* [LISTING]:

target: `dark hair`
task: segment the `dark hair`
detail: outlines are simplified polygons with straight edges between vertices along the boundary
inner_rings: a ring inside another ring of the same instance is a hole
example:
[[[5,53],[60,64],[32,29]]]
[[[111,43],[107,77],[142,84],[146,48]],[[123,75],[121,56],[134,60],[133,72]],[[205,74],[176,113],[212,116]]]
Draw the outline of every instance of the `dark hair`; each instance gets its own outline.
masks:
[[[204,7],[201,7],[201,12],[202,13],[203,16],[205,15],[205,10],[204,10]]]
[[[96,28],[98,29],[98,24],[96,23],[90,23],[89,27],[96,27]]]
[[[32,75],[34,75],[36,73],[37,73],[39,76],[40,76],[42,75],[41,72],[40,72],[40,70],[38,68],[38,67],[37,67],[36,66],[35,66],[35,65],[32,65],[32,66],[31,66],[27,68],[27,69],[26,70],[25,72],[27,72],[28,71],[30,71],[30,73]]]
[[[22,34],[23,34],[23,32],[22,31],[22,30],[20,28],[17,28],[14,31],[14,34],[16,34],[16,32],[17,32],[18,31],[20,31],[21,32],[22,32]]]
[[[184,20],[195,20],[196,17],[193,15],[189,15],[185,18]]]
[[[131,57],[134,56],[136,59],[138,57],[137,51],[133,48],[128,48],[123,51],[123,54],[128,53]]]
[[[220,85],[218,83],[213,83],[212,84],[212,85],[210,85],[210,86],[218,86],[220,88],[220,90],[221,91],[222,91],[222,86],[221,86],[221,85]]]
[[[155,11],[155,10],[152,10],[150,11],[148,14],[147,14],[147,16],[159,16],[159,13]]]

* [TASK DETAILS]:
Copy all of the records above without changing anything.

* [EXERCISE RESPONSE]:
target: `dark hair`
task: segment the `dark hair`
detail: outlines are simplified polygons with straight edges between vertices along the boundary
inner_rings: a ring inside another ring of the same instance is a hole
example:
[[[5,53],[60,64],[32,29]]]
[[[111,43],[107,77],[142,84],[146,48]],[[123,75],[121,56],[134,60],[133,72]],[[205,74],[176,113],[212,116]]]
Draw the outline of every instance of the `dark hair`; each instance gets its own outline.
masks:
[[[204,7],[201,7],[201,12],[202,13],[203,16],[205,15],[205,10],[204,10]]]
[[[96,28],[98,29],[98,24],[96,23],[90,23],[89,27],[96,27]]]
[[[32,75],[34,75],[36,73],[37,73],[39,76],[40,76],[42,75],[41,72],[40,72],[40,70],[38,68],[38,67],[37,67],[36,66],[35,66],[35,65],[32,65],[32,66],[31,66],[27,68],[27,69],[26,70],[25,72],[27,72],[28,71],[30,71],[30,73]]]
[[[22,34],[23,34],[23,32],[22,31],[22,30],[20,28],[17,28],[14,31],[14,34],[16,34],[16,32],[17,32],[18,31],[20,31],[21,32],[22,32]]]
[[[184,20],[195,20],[196,17],[193,15],[189,15],[185,18]]]
[[[131,57],[134,56],[136,59],[138,57],[137,51],[133,48],[128,48],[123,51],[123,54],[128,53]]]
[[[220,85],[218,83],[213,83],[212,84],[212,85],[210,85],[210,86],[218,86],[220,88],[220,90],[221,91],[222,91],[222,86],[221,86],[221,85]]]
[[[155,11],[155,10],[152,10],[150,11],[148,14],[147,14],[147,16],[159,16],[159,13]]]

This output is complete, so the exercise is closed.